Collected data
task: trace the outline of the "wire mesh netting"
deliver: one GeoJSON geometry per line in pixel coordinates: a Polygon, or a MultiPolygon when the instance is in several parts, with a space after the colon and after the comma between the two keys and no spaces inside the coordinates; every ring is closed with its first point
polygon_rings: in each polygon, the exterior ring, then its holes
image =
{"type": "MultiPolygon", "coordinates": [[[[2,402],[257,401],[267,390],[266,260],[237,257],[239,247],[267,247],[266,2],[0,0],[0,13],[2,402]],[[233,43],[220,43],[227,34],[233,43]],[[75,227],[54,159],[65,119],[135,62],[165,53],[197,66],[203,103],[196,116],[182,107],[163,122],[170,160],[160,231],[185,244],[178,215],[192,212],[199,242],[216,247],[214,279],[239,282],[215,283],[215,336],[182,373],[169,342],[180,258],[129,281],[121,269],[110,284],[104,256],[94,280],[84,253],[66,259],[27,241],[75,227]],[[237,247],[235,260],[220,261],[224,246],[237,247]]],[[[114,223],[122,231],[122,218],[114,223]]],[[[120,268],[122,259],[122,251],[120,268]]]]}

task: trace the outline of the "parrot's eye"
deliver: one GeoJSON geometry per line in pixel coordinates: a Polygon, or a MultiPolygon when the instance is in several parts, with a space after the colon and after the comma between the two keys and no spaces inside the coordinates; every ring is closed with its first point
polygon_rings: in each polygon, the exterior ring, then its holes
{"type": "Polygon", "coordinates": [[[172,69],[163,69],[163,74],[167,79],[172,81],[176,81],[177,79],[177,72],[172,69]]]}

**What this task involves**: Lay out every line of the records above as a numbered list, skipping any blank lines.

**Written solution**:
1. task: trace the outline of the "wire mesh netting"
2. deliver: one GeoJSON geometry per line in pixel coordinates: a Polygon, or a MultiPolygon when the instance is in several parts, with a space after the colon and after the comma between the two keys and no spaces inside the coordinates; every ring is closed with its first point
3. polygon_rings: in each polygon, the exterior ring, then its holes
4. image =
5. {"type": "MultiPolygon", "coordinates": [[[[2,402],[257,401],[267,390],[266,260],[237,257],[239,247],[267,247],[266,2],[0,0],[0,13],[2,402]],[[233,43],[220,43],[227,34],[233,43]],[[75,227],[54,159],[65,119],[135,62],[165,53],[197,66],[203,103],[196,116],[182,107],[163,122],[170,160],[160,231],[185,244],[178,215],[192,212],[199,242],[216,247],[214,279],[239,282],[215,283],[215,336],[182,373],[169,342],[180,258],[129,281],[121,269],[110,284],[104,256],[94,280],[84,253],[66,259],[27,241],[75,227]],[[237,247],[235,260],[220,261],[224,246],[237,247]]],[[[114,223],[122,231],[122,218],[114,223]]],[[[120,268],[122,259],[122,251],[120,268]]]]}
6. task: trace the outline of the "parrot's eye"
7. deliver: one GeoJSON geometry per line in pixel coordinates: a Polygon, or a MultiPolygon when the instance is in several parts, with a space after the colon and after the comma between the two keys and no spaces inside the coordinates; every ring is closed with its first point
8. polygon_rings: in each polygon, the exterior ring, then its holes
9. {"type": "Polygon", "coordinates": [[[172,69],[163,69],[163,74],[167,79],[172,81],[176,81],[177,79],[177,72],[172,69]]]}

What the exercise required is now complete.